Attack Setting. For all datasets, we set the adversarial target class to the first class (i.e., class id 0), and randomly select clean training samples from the target class as the injection set \(D_{inject}\) under various injection rates. The adversarial reflection set \(R_{adv}\) is generated based on the GTSRB dataset, following the algorithm described in Sect. 3.3. We randomly choose a small number of 5000 images from PascalVOC [12] as the candidate reflection set \(R_{cand}\), and 100 training samples from each of the non-target classes as the validation set \(D_{val}\), for adversarial reflection image selection. Once selected, \(R_{adv}\) is directly applied to all other datasets, that is, these reflection images selected based on one single dataset can be effectively applied to invade a wide range of other datasets. The adversarial reflection images are selected against a ResNet-34 model. When injecting a reflection image into a clean image, we randomly choose one of the 3 reflection models described in Eq. (1), but we also test using fixed reflection models. When applying the attack at the inference stage, the reflection images from \(R_{adv}\) are randomly injected into the clean test images.
DNN Training. All DNN models are trained using Stochastic Gradient Descent (SGD) optimizer with momentum 0.9, weight decay of 5e−4, and an initial learning rate 0.01, which is divided by 10 for every \(10^5\) training steps. We use batch size 32 and train all models for 200 epochs. All images are normalized to [0, 1].
4.2 Effectiveness and Stealthiness of Our RefoolAttack
Attack Success Rate Comparison. We compare our Refool attack with three existing backdoor attacks: Badnets [19], clean-label backdoor (CL) [53], and signal backdoor (SIG) [2]. We use the default settings as reported in their papers (implementation details can be found in Appendix C). The attack success rates and the corresponding injection rates on the 5 datasets are reported in Table 2. We also report the test accuracy of the victim model on the clean test set, and the “original test accuracy” for models trained on the original clean data.

Data records:
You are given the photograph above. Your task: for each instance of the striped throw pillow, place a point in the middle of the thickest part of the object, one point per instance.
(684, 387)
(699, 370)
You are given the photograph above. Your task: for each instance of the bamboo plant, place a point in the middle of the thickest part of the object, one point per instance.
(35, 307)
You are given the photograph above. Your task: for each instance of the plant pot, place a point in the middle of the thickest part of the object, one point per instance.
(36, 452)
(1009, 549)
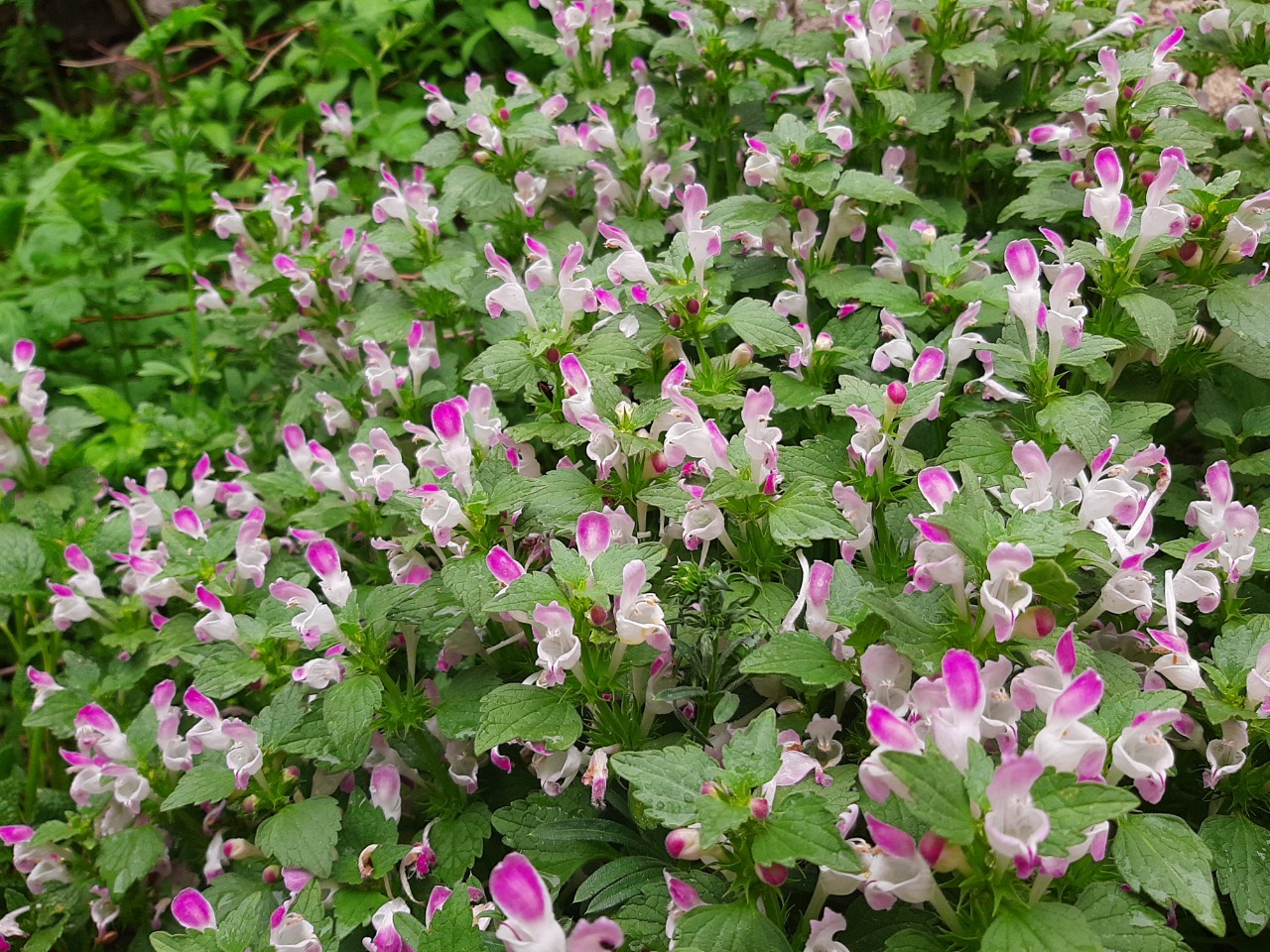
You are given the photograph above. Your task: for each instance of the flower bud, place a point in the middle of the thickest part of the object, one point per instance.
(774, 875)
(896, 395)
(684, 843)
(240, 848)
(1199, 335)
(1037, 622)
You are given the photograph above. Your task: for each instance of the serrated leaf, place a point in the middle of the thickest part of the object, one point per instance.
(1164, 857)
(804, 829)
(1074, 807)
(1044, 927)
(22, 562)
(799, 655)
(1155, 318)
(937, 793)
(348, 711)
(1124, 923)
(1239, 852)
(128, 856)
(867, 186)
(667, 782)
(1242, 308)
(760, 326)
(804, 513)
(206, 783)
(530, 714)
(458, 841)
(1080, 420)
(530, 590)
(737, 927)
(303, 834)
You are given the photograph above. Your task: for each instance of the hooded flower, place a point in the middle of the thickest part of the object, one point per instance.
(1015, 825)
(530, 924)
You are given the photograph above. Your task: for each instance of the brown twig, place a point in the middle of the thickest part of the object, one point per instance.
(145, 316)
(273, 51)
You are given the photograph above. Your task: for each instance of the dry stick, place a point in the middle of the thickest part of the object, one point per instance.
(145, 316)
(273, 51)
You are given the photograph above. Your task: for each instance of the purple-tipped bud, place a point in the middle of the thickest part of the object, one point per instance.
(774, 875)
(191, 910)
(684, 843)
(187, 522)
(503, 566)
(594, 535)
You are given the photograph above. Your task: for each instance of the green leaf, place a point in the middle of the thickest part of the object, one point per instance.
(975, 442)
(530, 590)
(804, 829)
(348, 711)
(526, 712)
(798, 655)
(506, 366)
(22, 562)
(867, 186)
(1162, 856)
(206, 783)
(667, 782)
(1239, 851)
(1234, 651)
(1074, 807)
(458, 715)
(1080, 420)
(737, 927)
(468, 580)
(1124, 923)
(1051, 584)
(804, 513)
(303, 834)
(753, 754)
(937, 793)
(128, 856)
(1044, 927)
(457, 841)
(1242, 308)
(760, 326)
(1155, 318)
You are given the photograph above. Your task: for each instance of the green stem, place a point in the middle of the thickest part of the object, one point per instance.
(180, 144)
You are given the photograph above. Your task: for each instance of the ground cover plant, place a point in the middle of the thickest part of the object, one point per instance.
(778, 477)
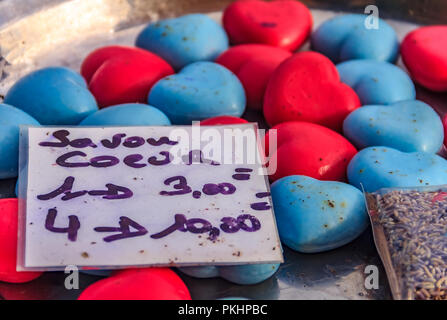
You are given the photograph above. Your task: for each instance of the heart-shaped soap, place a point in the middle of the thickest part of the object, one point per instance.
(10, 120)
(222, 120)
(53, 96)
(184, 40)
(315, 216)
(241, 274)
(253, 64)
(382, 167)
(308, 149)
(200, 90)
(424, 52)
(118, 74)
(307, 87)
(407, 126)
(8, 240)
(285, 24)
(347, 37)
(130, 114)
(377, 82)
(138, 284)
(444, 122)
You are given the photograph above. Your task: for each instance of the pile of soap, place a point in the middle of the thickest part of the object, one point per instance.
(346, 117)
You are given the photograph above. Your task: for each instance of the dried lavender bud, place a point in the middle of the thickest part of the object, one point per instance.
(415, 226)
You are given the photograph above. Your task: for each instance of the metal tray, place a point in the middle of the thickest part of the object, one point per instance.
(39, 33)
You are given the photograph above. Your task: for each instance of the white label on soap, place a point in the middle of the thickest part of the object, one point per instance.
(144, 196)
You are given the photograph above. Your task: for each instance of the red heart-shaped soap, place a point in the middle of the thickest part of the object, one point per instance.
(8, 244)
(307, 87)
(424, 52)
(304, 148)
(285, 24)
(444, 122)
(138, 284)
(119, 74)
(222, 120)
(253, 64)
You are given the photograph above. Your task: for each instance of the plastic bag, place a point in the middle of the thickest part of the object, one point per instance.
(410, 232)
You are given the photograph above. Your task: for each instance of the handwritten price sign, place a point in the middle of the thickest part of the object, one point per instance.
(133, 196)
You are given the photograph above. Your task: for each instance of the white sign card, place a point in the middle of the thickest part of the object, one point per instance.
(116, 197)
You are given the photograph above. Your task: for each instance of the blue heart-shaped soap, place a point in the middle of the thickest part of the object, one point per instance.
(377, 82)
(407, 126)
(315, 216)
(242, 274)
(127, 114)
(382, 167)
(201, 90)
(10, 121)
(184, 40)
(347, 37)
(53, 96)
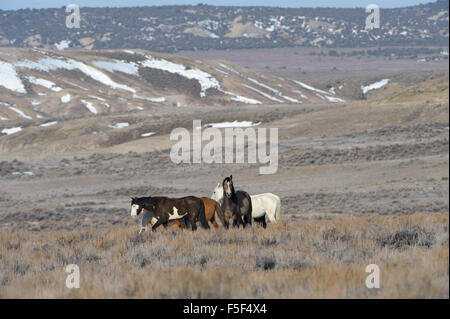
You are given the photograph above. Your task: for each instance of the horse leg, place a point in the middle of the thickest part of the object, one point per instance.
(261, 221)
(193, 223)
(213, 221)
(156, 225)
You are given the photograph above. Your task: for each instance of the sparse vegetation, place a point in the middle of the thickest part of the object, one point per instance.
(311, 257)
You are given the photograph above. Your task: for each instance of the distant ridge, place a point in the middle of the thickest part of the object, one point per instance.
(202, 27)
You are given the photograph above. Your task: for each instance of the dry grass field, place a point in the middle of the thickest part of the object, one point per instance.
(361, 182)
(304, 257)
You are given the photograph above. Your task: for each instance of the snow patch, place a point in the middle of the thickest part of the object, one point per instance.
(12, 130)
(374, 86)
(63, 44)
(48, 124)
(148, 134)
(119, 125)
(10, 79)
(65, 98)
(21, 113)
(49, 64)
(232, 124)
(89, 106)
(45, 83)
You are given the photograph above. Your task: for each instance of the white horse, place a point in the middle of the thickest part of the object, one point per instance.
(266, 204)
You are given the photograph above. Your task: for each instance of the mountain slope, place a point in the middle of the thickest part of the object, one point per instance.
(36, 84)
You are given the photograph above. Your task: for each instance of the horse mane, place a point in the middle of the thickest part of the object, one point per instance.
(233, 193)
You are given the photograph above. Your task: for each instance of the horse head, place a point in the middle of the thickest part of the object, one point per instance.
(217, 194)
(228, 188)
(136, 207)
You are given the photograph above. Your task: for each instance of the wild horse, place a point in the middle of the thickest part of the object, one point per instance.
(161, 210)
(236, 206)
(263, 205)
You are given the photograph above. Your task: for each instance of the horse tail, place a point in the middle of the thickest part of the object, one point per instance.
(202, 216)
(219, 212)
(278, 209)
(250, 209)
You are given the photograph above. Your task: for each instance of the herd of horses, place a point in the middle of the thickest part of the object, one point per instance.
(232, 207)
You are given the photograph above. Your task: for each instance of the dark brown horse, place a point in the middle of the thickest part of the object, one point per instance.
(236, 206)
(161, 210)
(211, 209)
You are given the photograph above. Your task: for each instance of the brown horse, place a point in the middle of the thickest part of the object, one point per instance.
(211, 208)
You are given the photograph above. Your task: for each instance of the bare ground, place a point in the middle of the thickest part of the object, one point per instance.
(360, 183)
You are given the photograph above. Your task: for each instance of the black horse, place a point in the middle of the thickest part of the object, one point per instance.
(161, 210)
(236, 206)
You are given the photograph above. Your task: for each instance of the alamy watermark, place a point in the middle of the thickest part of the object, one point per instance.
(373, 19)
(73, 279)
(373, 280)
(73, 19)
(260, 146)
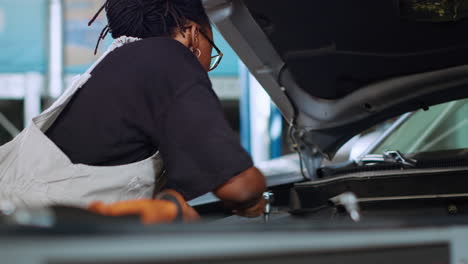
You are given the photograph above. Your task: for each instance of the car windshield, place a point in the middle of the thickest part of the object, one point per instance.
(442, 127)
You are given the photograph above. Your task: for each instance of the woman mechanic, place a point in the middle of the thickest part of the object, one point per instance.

- [WHAT THE EXERCISE ASKS] In the passage on the reflection backdoor attack, how many PascalVOC images make up the candidate reflection set? You won't need the material for this.

- [RESPONSE TO THIS TASK] 5000 images.